* [INPUT FOR THIS TASK]
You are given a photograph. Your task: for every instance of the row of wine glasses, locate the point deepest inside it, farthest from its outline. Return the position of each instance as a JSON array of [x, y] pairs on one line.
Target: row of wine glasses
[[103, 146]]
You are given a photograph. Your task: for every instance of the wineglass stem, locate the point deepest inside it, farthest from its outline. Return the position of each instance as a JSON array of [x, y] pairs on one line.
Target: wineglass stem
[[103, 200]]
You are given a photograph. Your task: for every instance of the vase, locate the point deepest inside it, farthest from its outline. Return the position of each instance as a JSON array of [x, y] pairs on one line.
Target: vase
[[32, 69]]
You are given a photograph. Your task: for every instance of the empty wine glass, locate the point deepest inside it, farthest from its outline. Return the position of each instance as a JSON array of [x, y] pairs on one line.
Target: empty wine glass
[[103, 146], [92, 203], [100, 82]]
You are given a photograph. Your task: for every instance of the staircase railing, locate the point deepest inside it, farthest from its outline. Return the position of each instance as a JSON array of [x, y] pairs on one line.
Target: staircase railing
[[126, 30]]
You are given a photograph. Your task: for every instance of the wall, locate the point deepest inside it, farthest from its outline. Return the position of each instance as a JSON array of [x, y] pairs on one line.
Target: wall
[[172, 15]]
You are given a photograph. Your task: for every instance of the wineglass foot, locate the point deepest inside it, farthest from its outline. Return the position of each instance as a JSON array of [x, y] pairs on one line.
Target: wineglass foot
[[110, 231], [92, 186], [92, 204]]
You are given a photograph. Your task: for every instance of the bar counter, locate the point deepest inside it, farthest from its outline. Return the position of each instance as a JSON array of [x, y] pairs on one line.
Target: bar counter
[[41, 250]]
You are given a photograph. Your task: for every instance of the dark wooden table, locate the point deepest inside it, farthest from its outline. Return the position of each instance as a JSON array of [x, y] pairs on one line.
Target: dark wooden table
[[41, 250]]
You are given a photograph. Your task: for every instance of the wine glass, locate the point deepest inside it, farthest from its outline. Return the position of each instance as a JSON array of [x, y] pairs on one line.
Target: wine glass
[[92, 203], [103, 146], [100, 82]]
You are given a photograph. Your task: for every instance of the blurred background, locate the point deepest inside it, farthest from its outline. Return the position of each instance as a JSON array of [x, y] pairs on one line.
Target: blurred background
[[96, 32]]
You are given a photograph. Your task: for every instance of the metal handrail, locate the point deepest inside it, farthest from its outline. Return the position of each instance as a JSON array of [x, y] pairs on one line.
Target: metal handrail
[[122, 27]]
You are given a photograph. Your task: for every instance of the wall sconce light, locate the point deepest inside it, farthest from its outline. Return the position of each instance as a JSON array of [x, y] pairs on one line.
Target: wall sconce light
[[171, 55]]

* [PROBLEM DETAILS] Copy the records from the line containing "bar counter, locate" through the line containing "[[92, 203], [103, 146], [100, 82]]", keeping the requests unchanged and adding 30 to every x and y coordinate in the answers.

* [EXERCISE OUTPUT]
You are given a photograph. Your task: for every instance of the bar counter, locate the point deepest inside it, farthest from its outline. Return the position of each instance as a JSON array of [x, y] pairs on one line.
Target: bar counter
[[71, 280]]
You are given a photograph. Your task: for every instance of the dark wooden table, locate the point deepest inside it, farthest from its outline. Return the position of each instance as a JSON array of [x, y] pairs on one line.
Target: dark wooden table
[[71, 280]]
You are given a photograph. Your task: for every instance of the wine glass, locate the point deepest inside it, farthest from its outline. Return the position of each instance as a JSON array of [x, y] pairs on one line.
Target: wine glass
[[122, 233], [133, 176], [130, 112]]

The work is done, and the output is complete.